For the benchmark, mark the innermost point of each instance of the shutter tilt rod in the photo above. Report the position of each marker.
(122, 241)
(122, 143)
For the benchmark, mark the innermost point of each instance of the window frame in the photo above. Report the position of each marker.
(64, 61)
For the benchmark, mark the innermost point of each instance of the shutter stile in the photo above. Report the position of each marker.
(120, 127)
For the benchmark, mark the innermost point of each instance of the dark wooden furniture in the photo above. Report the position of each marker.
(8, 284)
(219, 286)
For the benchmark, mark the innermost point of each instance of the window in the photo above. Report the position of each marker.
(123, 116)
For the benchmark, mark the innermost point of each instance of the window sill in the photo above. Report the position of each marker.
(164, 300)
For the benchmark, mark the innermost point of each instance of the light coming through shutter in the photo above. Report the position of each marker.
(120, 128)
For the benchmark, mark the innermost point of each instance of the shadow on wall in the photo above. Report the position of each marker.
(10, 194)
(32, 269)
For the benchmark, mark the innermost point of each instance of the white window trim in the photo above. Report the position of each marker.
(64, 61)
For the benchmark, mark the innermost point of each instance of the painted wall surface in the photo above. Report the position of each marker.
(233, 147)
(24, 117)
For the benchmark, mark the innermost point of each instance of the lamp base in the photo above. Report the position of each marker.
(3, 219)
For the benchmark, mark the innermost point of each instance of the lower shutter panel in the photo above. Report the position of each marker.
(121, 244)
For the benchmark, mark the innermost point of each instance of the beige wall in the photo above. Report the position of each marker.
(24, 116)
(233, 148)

- - - -

Write out, unchanged, the stretch of the material from the line containing "of the beige" through its final line.

The result:
For the benchmark, mark the innermost point of each instance of the beige wall in the photo above. Report the position of each marker.
(24, 116)
(233, 148)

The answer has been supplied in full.